The West Coast Settlement Reserves Act of 1881 instructed the Public Trustee to consult with Maori about the management of reserves “as far as conveniently may be”, and to administer each reserve “as far as possible in accordance with the interests of the Natives interested in such reserve”. However, final decisions around the administration of reserves were made at the discretion of the Trustee. Invariably, those decisions benefitted leaseholders. Much of the land under the Public Trustee’s administration was leased without the consent of the owners. While Europeans were granted long-term leases on the reserves against which they could borrow, Maori were granted less-secure short-term leases and occupation licences, which were terminable at short notice.
The West Coast Settlement Reserves Act 1881 was amended at least five times over the next ten years. As a consequence of these changes, leasing regulations became increasingly inconsistent, and their legality uncertain. In 1892, the laws governing the leasing of the Taranaki reserves were re-written as the West Coast Settlement Reserves Act 1892. The 1892 Act vested all West Coast Reserves in the Public Trustee in trust for the Maori owners. The Act provided for perpetually renewable leases with rent based on the unimproved value of the land. In effect, these leases created permanent European settlements on the reserves. Leases previously granted by the Public Trustee which conflicted with the terms of the Crown grants were validated, as were earlier reductions in rent. Charges for surveying, constructing fences, drainage, and roads were paid out of rents.
In 1934, after the arbitration system for setting rentals resulted in a reduction of rents, the Native Trustee, on behalf of the Maori beneficiaries, successfully pursued the matter in the Supreme Court. In response, Parliament passed the Native Purposes Act 1935 to amend the definition of improvements. In effect, this nullified the court decision and led to a reduction in rents Maori would otherwise have received. In 1948, a Royal Commission of Inquiry into the West Coast Settlement Reserves condemned the 1935 Act, stating that its hurried passage through Parliament without Maori knowledge had deprived Maori of any opportunity to protest, despite its importance to their interests. The Commission also concluded that Maori had “suffered a grave injustice” as a result of the 1935 Act, and recommended that the beneficial owners should receive £30,000 in compensation.

**Written problem 1:** Transcribe the part of the passage on the West Coast Settlement Reserves between "The West Coast Settlement Reserves Act 1881" and "out of rents.", inclusive.
**Written problem 2:** In the passage on the West Coast Settlement Reserves, what amount did the 1948 Royal Commission recommend paying the beneficial owners in compensation?

**Recorded information:**
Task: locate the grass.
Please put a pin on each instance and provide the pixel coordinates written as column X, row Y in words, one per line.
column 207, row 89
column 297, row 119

**Problem solution 1:**
The West Coast Settlement Reserves Act 1881 was amended at least five times over the next ten years. As a consequence of these changes, leasing regulations became increasingly inconsistent, and their legality uncertain. In 1892, the laws governing the leasing of the Taranaki reserves were re-written as the West Coast Settlement Reserves Act 1892. The 1892 Act vested all West Coast Reserves in the Public Trustee in trust for the Maori owners. The Act provided for perpetually renewable leases with rent based on the unimproved value of the land. In effect, these leases created permanent European settlements on the reserves. Leases previously granted by the Public Trustee which conflicted with the terms of the Crown grants were validated, as were earlier reductions in rent. Charges for surveying, constructing fences, drainage, and roads were paid out of rents.

**Problem solution 2:** £30,000.